─── Testo da leggere
Codice Civile art. 692 - Sostituzione fedecommissaria (1).

Mauro Di Marzio

Sostituzione fedecommissaria (1).

[I]. Ciascuno dei genitori o degli altri ascendenti in linea retta o il coniuge dell'interdetto [414] possono istituire rispettivamente il figlio, il discendente, o il coniuge con l'obbligo di conservare e restituire alla sua morte i beni anche costituenti la legittima [549], a favore della persona o degli enti che, sotto la vigilanza del tutore, hanno avuto cura dell'interdetto medesimo [2660 2 n. 6].

[II]. La stessa disposizione si applica nel caso del minore di età [2], se trovasi nelle condizioni di abituale infermità di mente tali da far presumere che nel termine indicato dall'articolo 416 interverrà la pronuncia di interdizione.

[III]. Nel caso di pluralità di persone o enti di cui al primo comma i beni sono attribuiti proporzionalmente al tempo durante il quale gli stessi hanno avuto cura dell'interdetto.

[IV]. La sostituzione è priva di effetto nel caso in cui l'interdizione sia negata [417] o il relativo procedimento non sia iniziato entro due anni dal raggiungimento della maggiore età del minore abitualmente infermo di mente. È anche priva di effetto nel caso di revoca dell'interdizione [429] o rispetto alle persone o agli enti che abbiano violato gli obblighi di assistenza.

[V]. In ogni altro caso la sostituzione è nulla.

(1) Articolo così sostituito dall'art. 197 l. 19 maggio 1975, n. 151.
──────
─── Voci elencate
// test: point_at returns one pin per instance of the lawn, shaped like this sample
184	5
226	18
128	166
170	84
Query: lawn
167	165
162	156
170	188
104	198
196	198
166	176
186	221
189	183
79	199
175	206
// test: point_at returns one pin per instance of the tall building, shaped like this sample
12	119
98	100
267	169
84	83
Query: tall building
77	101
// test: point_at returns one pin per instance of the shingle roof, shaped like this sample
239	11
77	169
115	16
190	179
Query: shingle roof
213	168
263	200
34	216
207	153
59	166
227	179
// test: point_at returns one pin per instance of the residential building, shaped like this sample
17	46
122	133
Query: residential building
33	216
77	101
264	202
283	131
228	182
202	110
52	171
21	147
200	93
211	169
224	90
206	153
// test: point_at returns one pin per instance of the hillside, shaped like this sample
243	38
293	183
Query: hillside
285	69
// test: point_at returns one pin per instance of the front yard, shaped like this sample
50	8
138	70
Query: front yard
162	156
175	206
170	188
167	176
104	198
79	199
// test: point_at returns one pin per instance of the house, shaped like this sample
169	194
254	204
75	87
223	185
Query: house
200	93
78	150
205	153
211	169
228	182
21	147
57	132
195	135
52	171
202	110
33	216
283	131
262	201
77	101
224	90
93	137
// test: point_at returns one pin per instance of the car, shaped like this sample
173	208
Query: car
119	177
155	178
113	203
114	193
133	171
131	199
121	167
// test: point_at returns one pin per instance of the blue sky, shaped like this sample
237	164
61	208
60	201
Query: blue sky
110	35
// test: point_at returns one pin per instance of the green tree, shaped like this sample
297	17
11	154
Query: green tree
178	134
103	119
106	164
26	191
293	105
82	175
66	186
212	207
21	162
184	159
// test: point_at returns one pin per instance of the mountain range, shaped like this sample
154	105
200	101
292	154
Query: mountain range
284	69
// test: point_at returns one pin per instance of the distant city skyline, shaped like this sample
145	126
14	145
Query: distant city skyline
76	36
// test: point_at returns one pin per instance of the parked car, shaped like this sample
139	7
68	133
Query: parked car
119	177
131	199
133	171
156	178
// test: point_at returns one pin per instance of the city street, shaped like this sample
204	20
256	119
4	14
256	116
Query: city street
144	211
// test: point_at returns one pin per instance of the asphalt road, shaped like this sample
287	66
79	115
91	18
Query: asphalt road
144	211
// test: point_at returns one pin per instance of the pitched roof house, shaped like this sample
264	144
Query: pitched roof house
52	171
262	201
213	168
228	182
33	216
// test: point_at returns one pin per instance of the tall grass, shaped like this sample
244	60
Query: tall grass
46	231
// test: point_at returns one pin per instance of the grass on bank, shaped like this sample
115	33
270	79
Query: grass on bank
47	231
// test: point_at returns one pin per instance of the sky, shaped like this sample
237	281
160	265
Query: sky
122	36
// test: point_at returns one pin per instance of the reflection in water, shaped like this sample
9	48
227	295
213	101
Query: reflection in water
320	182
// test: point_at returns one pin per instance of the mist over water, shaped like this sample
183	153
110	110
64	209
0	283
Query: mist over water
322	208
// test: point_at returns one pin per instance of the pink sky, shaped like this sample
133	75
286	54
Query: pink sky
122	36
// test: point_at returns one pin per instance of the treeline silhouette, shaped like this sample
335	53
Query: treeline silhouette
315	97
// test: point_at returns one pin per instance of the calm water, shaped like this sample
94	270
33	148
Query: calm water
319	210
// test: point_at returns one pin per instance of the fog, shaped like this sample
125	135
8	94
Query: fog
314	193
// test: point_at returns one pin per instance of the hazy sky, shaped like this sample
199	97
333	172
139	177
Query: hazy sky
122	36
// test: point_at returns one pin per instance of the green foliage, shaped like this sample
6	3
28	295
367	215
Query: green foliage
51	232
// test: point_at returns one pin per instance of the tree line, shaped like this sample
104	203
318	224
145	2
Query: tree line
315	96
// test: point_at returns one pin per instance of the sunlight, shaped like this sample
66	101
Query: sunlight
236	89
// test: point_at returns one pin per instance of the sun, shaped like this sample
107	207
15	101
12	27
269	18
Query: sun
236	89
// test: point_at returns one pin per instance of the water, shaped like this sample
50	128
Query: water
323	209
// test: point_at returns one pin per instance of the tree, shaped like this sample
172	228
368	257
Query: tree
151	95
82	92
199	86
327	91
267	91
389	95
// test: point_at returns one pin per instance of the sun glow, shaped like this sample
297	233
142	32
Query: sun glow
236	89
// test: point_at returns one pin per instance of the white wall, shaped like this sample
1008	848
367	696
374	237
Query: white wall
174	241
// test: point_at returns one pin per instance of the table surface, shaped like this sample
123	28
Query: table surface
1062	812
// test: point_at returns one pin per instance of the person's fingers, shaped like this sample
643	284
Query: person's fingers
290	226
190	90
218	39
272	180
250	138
──────
#### Cosa fare
[1] Trasforma in un elenco puntato il paragrafo dell'articolo sulla sostituzione fedecommissaria che comincia con "La sostituzione è priva di effetto", mantenendo tutti i casi indicati.
[2] Per ciascuna delle frasi seguenti, indica se è in accordo con l'articolo sulla sostituzione fedecommissaria. Rispondi sì o no e cita le parole del testo che lo provano.
(a) Se più persone hanno avuto cura dell'interdetto, i beni vengono divisi in parti uguali.
(b) Anche il coniuge dell'interdetto può istituire la sostituzione.
(c) Nei casi non previsti dall'articolo, la sostituzione è nulla.
[3] Riprendi l'articolo sulla sostituzione fedecommissaria dal punto in cui si interrompe.
Il materiale non ha alcun ruolo in questo lavoro.

#### Risposte in ordine
[1]
La sostituzione non ha effetto:
- se l'interdizione viene negata;
- se il procedimento di interdizione non comincia entro due anni dalla maggiore età del minore abitualmente infermo di mente;
- se l'interdizione viene revocata;
- verso le persone o gli enti che non hanno rispettato gli obblighi di assistenza.

[2]
(a) No: "i beni sono attribuiti proporzionalmente al tempo durante il quale gli stessi hanno avuto cura dell'interdetto".
(b) Sì: "o il coniuge dell'interdetto".
(c) Sì: "In ogni altro caso la sostituzione è nulla."

[3]
Inquadramento

Sostituzione fedecommissaria è la disposizione testamentaria caratterizzata da una doppia istituzione, l'una in favore di un primo istituito, efficace fin dall'apertura della successione, l'altra in favore di un secondo istituito, efficace dal momento della morte del primo istituito. Il primo istituito, in caso di fedecommesso, non è libero di disporre del patrimonio relitto, ma deve conservarlo per restituirlo al secondo istituito.

Si usa comunemente ripetere, perciò, che gli elementi costitutivi della figura sono tre: a) la doppia istituzione; b) l'ordo successivus; c) l'obbligo di conservare per restituire (Cass. n. 9320/1998). Il connotato saliente della doppia istituzione sta in ciò, che il testamento contiene due disposizioni, le quali attribuiscono a distinti soggetti la proprietà dei medesimi beni. Né rileva che la doppia istituzione avvenga per titoli diversi.

In tal senso la giurisprudenza ha osservato che la duplice delazione sui medesimi beni o su parte di essi, può avvenire per lo stesso titolo od anche per un titolo diverso (ad esempio il primo viene chiamato alla successione come erede il secondo come legatario per un bene determinato), senza che venga meno il vincolo fidecommissorio (Cass. n. 4016/1969).

L'ordo successivus sta ad indicare che primo e secondo istituito non succedono l'uno all'altro, ma entrambi direttamente dal medesimo de cuius, sebbene in tempi diversi. Il punto caratterizzante del fedecommesso, però, è costituito dall'obbligo di conservare per restituire, obbligo che si caratterizza come vero e proprio vincolo di indisponibilità reale sui beni oggetto della disposizione.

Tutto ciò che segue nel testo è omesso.